▶ [Stated problem]: Express the rows below as a JSON list of strings, one string per line, with blank lines omitted.

▶ [Some records]:
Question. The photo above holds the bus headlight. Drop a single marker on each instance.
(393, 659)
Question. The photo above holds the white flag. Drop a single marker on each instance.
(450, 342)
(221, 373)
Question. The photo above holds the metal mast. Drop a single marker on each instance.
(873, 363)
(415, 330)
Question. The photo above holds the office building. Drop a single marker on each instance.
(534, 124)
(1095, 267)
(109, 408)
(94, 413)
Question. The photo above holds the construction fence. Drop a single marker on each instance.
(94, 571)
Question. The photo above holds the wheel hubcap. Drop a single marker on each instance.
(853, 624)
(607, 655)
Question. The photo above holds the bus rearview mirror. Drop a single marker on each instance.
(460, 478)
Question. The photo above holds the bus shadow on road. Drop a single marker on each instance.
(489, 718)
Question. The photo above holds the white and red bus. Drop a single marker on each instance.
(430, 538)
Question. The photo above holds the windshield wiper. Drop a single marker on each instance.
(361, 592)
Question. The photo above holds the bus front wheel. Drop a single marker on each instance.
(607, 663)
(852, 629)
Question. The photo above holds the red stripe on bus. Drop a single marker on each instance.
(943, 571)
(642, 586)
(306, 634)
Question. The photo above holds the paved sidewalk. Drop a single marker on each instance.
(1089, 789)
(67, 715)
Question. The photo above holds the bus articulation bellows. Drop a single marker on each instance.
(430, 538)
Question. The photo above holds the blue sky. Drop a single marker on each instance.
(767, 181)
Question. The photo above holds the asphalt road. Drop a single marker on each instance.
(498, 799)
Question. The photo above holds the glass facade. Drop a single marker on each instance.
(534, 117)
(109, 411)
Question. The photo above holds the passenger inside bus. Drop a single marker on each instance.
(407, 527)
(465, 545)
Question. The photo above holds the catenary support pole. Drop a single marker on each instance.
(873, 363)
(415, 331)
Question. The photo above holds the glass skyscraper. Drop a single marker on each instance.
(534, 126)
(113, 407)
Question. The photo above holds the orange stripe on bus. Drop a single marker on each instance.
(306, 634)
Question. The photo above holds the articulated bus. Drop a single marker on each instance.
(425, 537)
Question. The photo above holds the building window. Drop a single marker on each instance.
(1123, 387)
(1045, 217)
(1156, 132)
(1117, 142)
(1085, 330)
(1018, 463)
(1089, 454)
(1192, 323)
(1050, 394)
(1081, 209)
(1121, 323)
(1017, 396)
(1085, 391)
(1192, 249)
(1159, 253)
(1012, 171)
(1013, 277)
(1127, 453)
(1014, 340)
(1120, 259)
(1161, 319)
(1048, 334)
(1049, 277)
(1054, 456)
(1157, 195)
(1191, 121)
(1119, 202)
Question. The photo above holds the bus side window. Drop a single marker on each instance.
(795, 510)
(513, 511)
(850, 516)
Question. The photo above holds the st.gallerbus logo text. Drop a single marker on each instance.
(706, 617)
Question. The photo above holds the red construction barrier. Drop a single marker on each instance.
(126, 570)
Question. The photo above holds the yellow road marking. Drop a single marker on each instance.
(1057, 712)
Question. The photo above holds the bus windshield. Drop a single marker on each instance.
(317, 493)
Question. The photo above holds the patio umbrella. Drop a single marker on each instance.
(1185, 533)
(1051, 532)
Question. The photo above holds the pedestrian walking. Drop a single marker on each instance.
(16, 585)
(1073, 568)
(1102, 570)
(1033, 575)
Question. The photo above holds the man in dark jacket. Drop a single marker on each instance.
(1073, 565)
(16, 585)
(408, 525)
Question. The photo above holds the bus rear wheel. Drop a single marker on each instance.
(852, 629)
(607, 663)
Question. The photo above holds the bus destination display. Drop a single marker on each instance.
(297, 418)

▶ [Reply]:
[
  "Question. The photo above holds the bus headlight. Drop a single marker on each instance.",
  "(393, 659)",
  "Question. The photo above holds the white flag. Drop a single marker on each instance.",
  "(450, 342)",
  "(221, 373)",
  "Question. The photo above holds the metal mast. Drop a single marker on each instance.",
  "(873, 363)",
  "(415, 330)",
  "Question. The photo above holds the office building. Drop a single marker on each instance.",
  "(534, 124)",
  "(1095, 267)",
  "(109, 408)",
  "(94, 413)",
  "Question. The photo above holds the construction fence. Drop a single marker on each instance.",
  "(94, 571)",
  "Question. The photo above holds the wheel hubcap. Drop a single marker on each instance.",
  "(853, 624)",
  "(607, 655)",
  "Question. The photo above holds the bus rearview mirror. Drop a single marker on each instance.",
  "(460, 478)",
  "Question. The photo above holds the bus shadow on road. Drop a single marker on each instance.",
  "(489, 718)",
  "Question. The photo above holds the white and red bus. Drop a single marker on each instance.",
  "(430, 538)",
  "Question. The photo above holds the windshield wiper. Drop a single marker on each instance.",
  "(361, 592)",
  "Question. The photo above holds the bus front wheel. Drop a single marker on each instance.",
  "(607, 663)",
  "(852, 629)",
  "Question. The photo above holds the red stripe on bus. Drop a single marker on each instance.",
  "(943, 571)",
  "(642, 586)",
  "(306, 634)",
  "Question. The photo above holds the paved sidewalk. Drop a single marker on each instance.",
  "(1089, 789)",
  "(67, 715)",
  "Question. The photo above holds the bus articulation bellows. Drop a single marker on each instance.",
  "(430, 538)",
  "Question. The photo above holds the blue sky. Drop a single marker on each instance.",
  "(767, 181)",
  "Question. The photo above holds the asphalt road. Drop a single marker on each instance.",
  "(498, 799)",
  "Question. The photo above holds the glass facade. Drop a single marker on each instance.",
  "(534, 117)",
  "(109, 411)",
  "Question. The photo above holds the passenger inside bus. Drop a single marker on each instance.",
  "(407, 527)",
  "(465, 545)",
  "Question. The photo above holds the catenary support pole. Drop a single marker on each instance.",
  "(873, 363)",
  "(415, 331)",
  "Question. The photo above holds the glass skyscraper. Drop a single marker on each instance.",
  "(534, 126)",
  "(113, 407)",
  "Question. The photo above holds the orange stripe on bus. Drop a single marker on each instance.",
  "(306, 634)",
  "Question. The photo above holds the articulated bus. Drop a single marker on each instance.",
  "(425, 537)",
  "Question. The photo above holds the building window. Drop a single marker on each instance.",
  "(1123, 387)",
  "(1045, 217)",
  "(1156, 132)",
  "(1117, 142)",
  "(1085, 330)",
  "(1018, 463)",
  "(1089, 454)",
  "(1192, 323)",
  "(1050, 394)",
  "(1081, 209)",
  "(1121, 323)",
  "(1017, 396)",
  "(1085, 391)",
  "(1192, 249)",
  "(1159, 253)",
  "(1012, 171)",
  "(1013, 277)",
  "(1127, 453)",
  "(1014, 340)",
  "(1120, 259)",
  "(1161, 319)",
  "(1048, 334)",
  "(1049, 277)",
  "(1054, 456)",
  "(1157, 195)",
  "(1191, 121)",
  "(1119, 202)",
  "Question. The photo above holds the bus side window. Drop a single marker on each instance.",
  "(795, 510)",
  "(513, 511)",
  "(850, 516)",
  "Question. The photo above holds the st.gallerbus logo text. Drop a single marker on each instance.",
  "(706, 617)",
  "Question. The photo above holds the red construction barrier. Drop a single marker on each instance.",
  "(126, 570)",
  "Question. The photo above holds the yellow road marking. Drop a single marker on each instance.",
  "(1057, 712)",
  "Question. The photo above holds the bus windshield. Drop a single marker on each instance.",
  "(317, 493)",
  "Question. The photo above holds the patio umbrella. Drop a single marker on each instance.",
  "(1185, 533)",
  "(1051, 532)",
  "Question. The photo above holds the pedestrian walking. Drop a single marker on each instance.",
  "(16, 585)",
  "(1073, 568)",
  "(1102, 570)",
  "(1033, 575)",
  "Question. The photo above holds the man in dark jacket. Drop a single marker on each instance.",
  "(1073, 565)",
  "(16, 585)",
  "(408, 525)",
  "Question. The photo above holds the bus rear wheel. Drop a single marker on each instance.",
  "(852, 629)",
  "(607, 663)",
  "Question. The photo above holds the bus destination display. Drop a single marker on each instance.",
  "(297, 418)"
]